--- START ---
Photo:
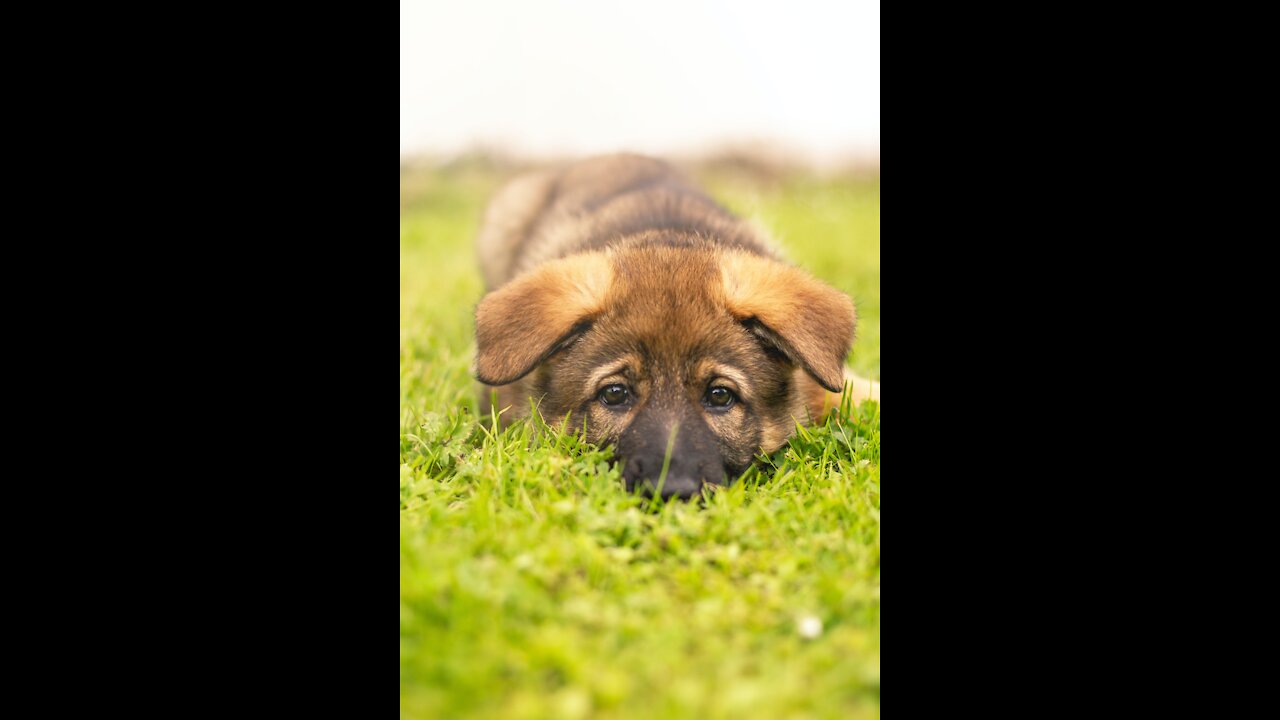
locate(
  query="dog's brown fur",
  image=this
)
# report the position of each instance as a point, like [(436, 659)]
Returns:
[(617, 270)]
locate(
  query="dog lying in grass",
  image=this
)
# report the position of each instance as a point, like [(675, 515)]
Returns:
[(625, 299)]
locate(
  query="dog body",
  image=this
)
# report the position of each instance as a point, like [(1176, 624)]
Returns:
[(625, 299)]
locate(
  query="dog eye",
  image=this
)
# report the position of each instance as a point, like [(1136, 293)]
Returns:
[(615, 395), (720, 397)]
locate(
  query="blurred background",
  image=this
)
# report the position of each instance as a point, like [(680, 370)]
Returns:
[(570, 605), (558, 78)]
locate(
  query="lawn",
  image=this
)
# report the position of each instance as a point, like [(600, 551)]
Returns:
[(534, 586)]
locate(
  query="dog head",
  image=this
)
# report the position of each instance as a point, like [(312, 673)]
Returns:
[(688, 359)]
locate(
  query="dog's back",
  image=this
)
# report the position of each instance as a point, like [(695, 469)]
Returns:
[(595, 203)]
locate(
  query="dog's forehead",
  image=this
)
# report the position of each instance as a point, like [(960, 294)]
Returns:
[(667, 306)]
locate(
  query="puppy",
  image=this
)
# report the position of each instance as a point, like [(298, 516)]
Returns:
[(625, 299)]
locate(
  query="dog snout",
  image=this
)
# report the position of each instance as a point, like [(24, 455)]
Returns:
[(643, 473)]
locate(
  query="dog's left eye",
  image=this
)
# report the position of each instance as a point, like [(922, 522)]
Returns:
[(720, 397), (615, 395)]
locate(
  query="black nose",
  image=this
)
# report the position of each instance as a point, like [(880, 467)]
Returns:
[(644, 474)]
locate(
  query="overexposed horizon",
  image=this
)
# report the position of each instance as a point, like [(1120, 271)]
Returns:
[(571, 77)]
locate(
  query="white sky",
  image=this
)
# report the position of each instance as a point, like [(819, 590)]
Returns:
[(556, 77)]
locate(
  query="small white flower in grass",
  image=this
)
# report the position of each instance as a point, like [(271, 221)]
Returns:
[(809, 627)]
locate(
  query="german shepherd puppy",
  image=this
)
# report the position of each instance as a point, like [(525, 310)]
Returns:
[(624, 297)]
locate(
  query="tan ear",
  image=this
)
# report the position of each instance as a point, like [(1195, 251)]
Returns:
[(808, 320), (528, 319)]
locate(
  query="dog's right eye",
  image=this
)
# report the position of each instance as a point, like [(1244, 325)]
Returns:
[(615, 395)]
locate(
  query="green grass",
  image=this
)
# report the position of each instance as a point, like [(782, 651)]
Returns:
[(534, 586)]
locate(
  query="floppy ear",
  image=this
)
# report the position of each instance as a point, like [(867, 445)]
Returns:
[(528, 319), (809, 322)]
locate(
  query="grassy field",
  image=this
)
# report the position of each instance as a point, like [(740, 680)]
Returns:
[(533, 586)]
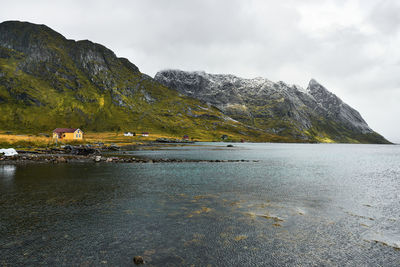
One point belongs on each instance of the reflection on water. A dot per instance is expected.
(7, 172)
(299, 205)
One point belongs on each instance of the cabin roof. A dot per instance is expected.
(65, 130)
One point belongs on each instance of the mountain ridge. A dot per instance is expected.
(48, 81)
(312, 114)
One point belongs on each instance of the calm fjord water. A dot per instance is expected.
(300, 204)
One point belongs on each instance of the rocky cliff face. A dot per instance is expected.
(313, 114)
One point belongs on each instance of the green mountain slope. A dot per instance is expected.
(311, 114)
(47, 81)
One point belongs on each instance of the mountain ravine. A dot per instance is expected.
(312, 114)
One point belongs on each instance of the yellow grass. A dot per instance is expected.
(24, 140)
(28, 140)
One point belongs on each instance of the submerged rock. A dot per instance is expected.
(138, 260)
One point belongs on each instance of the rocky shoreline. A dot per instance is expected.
(71, 158)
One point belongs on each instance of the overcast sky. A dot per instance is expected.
(352, 47)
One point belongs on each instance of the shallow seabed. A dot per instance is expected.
(300, 204)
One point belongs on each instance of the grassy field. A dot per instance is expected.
(16, 140)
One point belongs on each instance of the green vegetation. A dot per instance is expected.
(47, 81)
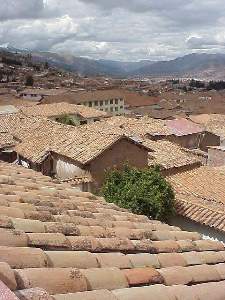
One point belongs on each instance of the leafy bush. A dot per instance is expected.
(141, 191)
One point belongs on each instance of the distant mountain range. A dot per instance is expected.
(202, 66)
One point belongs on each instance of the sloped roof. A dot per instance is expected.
(63, 108)
(57, 241)
(214, 123)
(84, 96)
(8, 109)
(200, 195)
(183, 126)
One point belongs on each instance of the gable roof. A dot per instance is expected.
(212, 123)
(92, 249)
(169, 155)
(180, 127)
(200, 195)
(78, 146)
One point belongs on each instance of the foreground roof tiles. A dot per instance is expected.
(57, 243)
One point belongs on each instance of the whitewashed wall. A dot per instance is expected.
(64, 169)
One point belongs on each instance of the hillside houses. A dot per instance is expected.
(109, 101)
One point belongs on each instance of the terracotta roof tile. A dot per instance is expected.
(53, 280)
(117, 260)
(7, 276)
(5, 292)
(145, 276)
(74, 259)
(92, 295)
(33, 294)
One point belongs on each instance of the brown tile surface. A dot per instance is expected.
(55, 240)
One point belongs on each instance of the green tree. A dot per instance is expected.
(141, 191)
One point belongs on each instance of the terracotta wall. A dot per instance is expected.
(120, 153)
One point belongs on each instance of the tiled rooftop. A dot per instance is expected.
(200, 195)
(60, 244)
(169, 155)
(63, 108)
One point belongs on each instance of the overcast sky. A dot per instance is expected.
(115, 29)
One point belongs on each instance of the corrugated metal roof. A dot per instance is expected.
(8, 109)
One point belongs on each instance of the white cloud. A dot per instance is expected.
(125, 29)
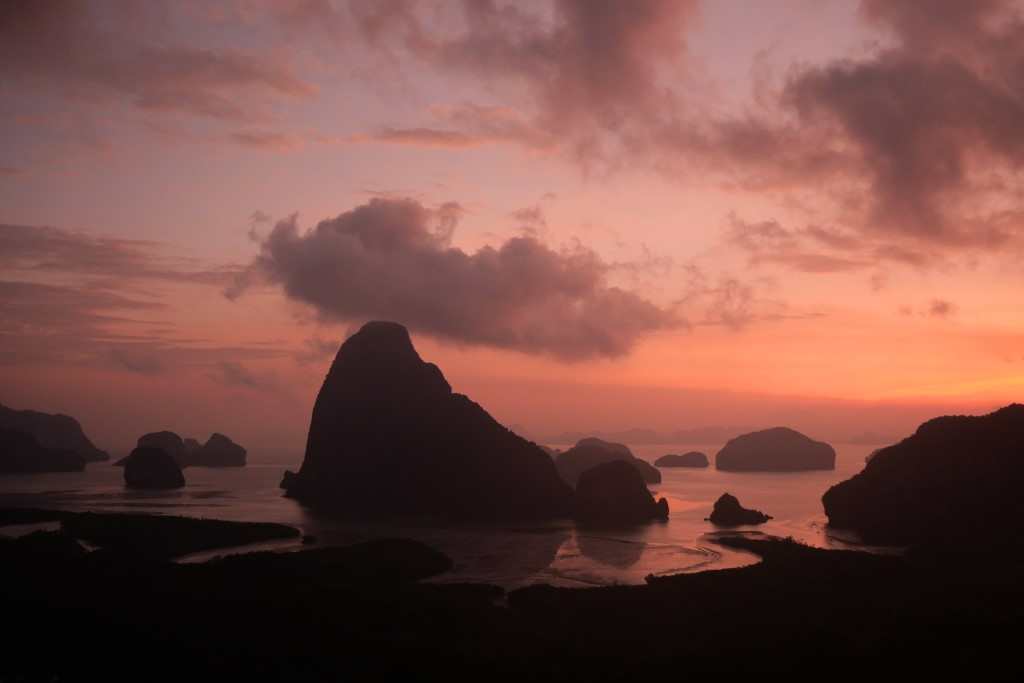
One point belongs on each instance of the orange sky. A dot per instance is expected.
(700, 213)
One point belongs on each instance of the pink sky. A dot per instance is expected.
(593, 216)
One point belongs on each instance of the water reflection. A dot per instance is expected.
(554, 553)
(620, 553)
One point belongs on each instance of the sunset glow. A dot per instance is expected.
(593, 216)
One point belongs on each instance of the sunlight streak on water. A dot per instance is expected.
(555, 553)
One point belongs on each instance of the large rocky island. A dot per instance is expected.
(728, 512)
(389, 437)
(59, 432)
(22, 454)
(614, 494)
(219, 451)
(150, 467)
(776, 450)
(589, 453)
(955, 481)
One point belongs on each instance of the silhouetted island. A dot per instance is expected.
(728, 512)
(613, 494)
(691, 459)
(59, 432)
(150, 467)
(385, 418)
(589, 453)
(776, 450)
(169, 441)
(22, 454)
(219, 451)
(955, 481)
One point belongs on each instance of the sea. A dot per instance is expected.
(508, 555)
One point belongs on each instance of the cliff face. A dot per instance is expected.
(389, 437)
(22, 454)
(777, 450)
(52, 431)
(955, 479)
(614, 494)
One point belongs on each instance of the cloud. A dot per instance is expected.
(51, 251)
(236, 375)
(424, 137)
(72, 298)
(266, 139)
(392, 259)
(941, 308)
(583, 70)
(125, 50)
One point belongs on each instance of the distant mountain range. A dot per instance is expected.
(696, 435)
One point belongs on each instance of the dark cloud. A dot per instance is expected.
(316, 349)
(932, 123)
(124, 49)
(729, 301)
(392, 259)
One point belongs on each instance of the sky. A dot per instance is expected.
(593, 216)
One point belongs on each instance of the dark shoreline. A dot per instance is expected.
(361, 609)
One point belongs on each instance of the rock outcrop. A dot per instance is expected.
(22, 454)
(613, 494)
(956, 480)
(589, 453)
(150, 467)
(691, 459)
(728, 512)
(777, 450)
(58, 432)
(388, 437)
(167, 441)
(217, 452)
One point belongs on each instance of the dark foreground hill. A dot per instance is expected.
(389, 437)
(956, 480)
(342, 613)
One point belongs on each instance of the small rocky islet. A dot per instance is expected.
(689, 459)
(775, 450)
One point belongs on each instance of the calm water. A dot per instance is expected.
(511, 556)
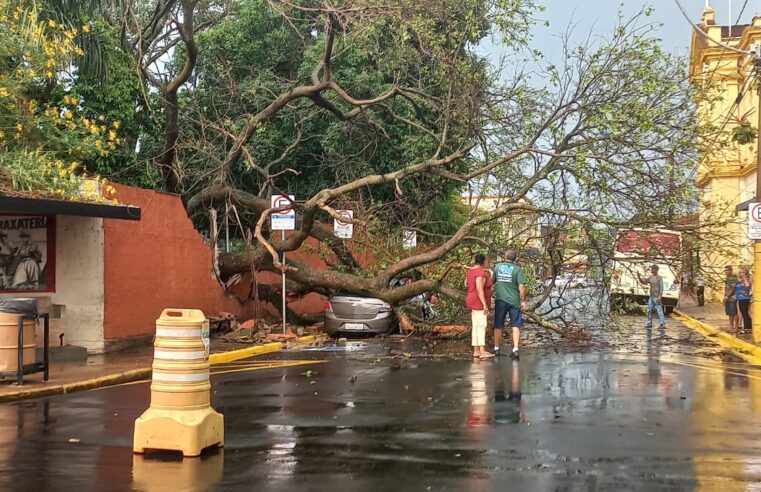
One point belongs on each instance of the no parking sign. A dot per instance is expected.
(754, 220)
(284, 220)
(344, 229)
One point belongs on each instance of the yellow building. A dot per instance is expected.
(727, 102)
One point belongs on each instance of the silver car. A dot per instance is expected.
(346, 313)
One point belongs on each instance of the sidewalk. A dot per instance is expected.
(107, 370)
(711, 322)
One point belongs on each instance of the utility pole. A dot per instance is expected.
(756, 306)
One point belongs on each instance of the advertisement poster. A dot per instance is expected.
(27, 250)
(344, 230)
(284, 220)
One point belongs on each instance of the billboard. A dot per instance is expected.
(27, 253)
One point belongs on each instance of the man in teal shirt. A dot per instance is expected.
(510, 300)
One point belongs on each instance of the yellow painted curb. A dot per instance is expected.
(746, 351)
(139, 374)
(232, 355)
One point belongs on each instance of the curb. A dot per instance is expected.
(747, 351)
(140, 373)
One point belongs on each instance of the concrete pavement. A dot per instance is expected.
(112, 369)
(652, 417)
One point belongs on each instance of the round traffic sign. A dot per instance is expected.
(282, 201)
(755, 212)
(346, 214)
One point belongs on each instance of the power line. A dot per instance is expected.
(705, 34)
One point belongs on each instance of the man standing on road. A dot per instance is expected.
(701, 289)
(510, 300)
(730, 301)
(656, 293)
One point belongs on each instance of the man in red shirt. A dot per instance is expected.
(478, 282)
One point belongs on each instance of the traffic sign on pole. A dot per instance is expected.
(409, 239)
(284, 220)
(344, 229)
(754, 220)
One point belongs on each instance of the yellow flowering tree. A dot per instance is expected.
(44, 136)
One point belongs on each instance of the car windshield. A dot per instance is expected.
(649, 244)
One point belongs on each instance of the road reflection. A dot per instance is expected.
(161, 472)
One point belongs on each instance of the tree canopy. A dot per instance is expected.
(390, 109)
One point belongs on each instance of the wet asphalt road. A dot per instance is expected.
(657, 415)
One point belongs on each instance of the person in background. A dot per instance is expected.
(510, 299)
(478, 284)
(654, 302)
(6, 260)
(701, 289)
(742, 294)
(730, 301)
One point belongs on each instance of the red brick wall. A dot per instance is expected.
(161, 261)
(155, 263)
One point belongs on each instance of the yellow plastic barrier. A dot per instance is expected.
(180, 417)
(9, 341)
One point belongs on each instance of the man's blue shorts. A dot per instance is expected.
(502, 310)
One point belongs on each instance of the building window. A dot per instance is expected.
(27, 253)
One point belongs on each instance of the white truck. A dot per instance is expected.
(635, 252)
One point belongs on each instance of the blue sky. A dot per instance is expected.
(601, 15)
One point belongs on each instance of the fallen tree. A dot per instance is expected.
(390, 110)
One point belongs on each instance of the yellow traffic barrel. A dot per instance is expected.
(180, 416)
(9, 334)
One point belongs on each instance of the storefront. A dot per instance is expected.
(104, 272)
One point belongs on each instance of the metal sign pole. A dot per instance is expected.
(282, 238)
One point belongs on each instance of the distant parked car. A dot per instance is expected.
(568, 280)
(347, 313)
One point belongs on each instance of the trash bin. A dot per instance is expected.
(10, 312)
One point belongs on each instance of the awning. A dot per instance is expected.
(743, 207)
(44, 206)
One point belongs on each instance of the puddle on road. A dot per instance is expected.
(338, 346)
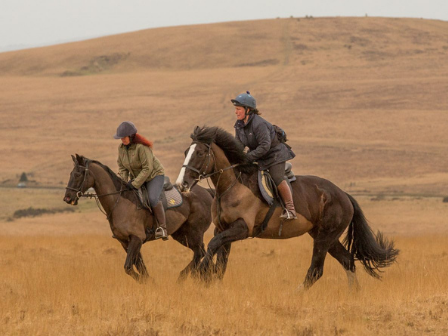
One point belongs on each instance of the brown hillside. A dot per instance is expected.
(363, 100)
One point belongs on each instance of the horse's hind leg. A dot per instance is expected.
(345, 258)
(194, 241)
(316, 269)
(237, 231)
(141, 267)
(192, 267)
(222, 258)
(133, 252)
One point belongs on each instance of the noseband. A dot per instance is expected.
(79, 192)
(203, 175)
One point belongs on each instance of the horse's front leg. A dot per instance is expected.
(238, 230)
(134, 258)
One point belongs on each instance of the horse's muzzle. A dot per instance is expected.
(184, 187)
(69, 200)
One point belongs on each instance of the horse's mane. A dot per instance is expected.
(117, 181)
(233, 149)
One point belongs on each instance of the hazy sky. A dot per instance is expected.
(42, 22)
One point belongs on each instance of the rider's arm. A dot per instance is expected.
(122, 171)
(146, 158)
(263, 136)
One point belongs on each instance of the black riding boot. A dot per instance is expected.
(286, 195)
(159, 213)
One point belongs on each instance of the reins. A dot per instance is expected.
(203, 175)
(80, 193)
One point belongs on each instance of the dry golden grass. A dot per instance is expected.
(364, 103)
(76, 285)
(63, 275)
(370, 117)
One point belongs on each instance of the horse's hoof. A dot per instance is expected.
(300, 289)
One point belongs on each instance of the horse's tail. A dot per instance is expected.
(211, 191)
(373, 251)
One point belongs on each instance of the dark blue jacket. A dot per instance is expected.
(264, 147)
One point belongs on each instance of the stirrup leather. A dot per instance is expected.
(161, 233)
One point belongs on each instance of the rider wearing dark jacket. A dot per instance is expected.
(264, 147)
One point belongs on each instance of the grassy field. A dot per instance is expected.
(63, 275)
(364, 104)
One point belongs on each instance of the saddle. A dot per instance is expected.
(171, 197)
(268, 189)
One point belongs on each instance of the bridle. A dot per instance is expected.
(80, 193)
(203, 175)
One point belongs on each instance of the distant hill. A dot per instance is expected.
(315, 42)
(363, 100)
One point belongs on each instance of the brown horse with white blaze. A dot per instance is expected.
(133, 225)
(324, 211)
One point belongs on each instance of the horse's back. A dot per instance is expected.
(315, 196)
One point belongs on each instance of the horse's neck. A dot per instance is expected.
(222, 181)
(104, 185)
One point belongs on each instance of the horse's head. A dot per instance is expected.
(80, 180)
(199, 163)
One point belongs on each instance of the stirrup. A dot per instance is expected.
(161, 233)
(288, 215)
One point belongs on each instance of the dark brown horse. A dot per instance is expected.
(131, 225)
(323, 211)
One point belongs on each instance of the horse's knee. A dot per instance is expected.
(128, 269)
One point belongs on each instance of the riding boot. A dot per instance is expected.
(286, 195)
(159, 213)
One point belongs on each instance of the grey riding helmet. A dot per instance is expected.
(245, 100)
(125, 129)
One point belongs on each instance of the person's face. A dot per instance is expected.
(240, 112)
(125, 141)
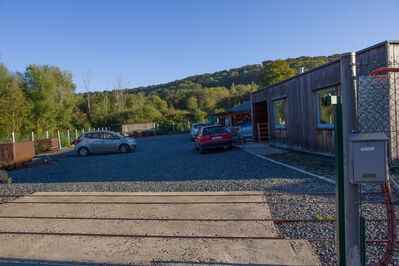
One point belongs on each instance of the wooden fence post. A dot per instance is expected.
(69, 140)
(59, 139)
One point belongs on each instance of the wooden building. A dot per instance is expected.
(292, 109)
(139, 129)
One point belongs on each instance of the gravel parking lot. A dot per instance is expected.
(170, 163)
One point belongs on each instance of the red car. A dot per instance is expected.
(211, 137)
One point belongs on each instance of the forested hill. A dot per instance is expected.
(244, 75)
(43, 98)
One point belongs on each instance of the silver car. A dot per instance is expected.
(103, 142)
(196, 127)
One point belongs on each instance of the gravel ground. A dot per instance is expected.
(170, 163)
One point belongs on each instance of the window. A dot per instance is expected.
(325, 114)
(279, 113)
(213, 130)
(106, 135)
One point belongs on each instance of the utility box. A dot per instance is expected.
(368, 158)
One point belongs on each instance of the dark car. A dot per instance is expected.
(212, 137)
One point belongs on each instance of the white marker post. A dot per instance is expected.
(59, 139)
(69, 140)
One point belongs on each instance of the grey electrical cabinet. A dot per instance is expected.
(368, 158)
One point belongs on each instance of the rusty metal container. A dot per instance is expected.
(50, 144)
(12, 154)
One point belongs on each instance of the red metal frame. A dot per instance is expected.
(383, 70)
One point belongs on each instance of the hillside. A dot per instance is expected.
(243, 75)
(43, 97)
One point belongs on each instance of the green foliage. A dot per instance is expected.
(43, 97)
(198, 116)
(50, 91)
(276, 71)
(13, 108)
(192, 103)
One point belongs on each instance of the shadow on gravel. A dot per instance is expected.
(166, 158)
(204, 263)
(16, 261)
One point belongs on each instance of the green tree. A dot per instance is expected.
(275, 71)
(50, 91)
(198, 116)
(13, 108)
(233, 90)
(192, 103)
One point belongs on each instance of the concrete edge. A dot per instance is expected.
(153, 193)
(393, 181)
(292, 167)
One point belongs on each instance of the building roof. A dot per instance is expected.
(237, 109)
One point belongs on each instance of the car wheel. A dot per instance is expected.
(202, 150)
(83, 152)
(124, 148)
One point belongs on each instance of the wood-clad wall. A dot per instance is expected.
(301, 131)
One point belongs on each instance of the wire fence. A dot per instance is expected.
(65, 138)
(378, 107)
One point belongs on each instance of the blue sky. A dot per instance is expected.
(151, 42)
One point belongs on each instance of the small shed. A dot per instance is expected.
(144, 129)
(235, 116)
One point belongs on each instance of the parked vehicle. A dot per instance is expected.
(211, 137)
(103, 142)
(195, 128)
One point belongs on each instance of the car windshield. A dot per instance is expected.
(197, 126)
(213, 130)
--- END ---
■ **The problem**:
Beginning from the line that contains "One point belongs on each instance of the car wheel.", give each line again exactly, through the final line of the records.

■ **Answer section**:
One point belongs on each instance of the car wheel. A dot per instance is expected.
(202, 150)
(83, 152)
(124, 148)
One point belongs on each instance of the wood-clad wall. A dot per instance is expected.
(301, 131)
One point belongs on each instance of the wire fence. A dot per instance is expected.
(65, 138)
(378, 107)
One point belongs on each instance of the blue sky. A dot per instance is expected.
(151, 42)
One point belongs on each instance of the small shed. A dot per instance is expected.
(144, 129)
(235, 116)
One point belongs on each instance of the parked vehicle. A dot per instance is expected.
(211, 137)
(103, 142)
(195, 128)
One point belongs on each instance of the car windshield. A dot per instance is expected.
(197, 126)
(213, 130)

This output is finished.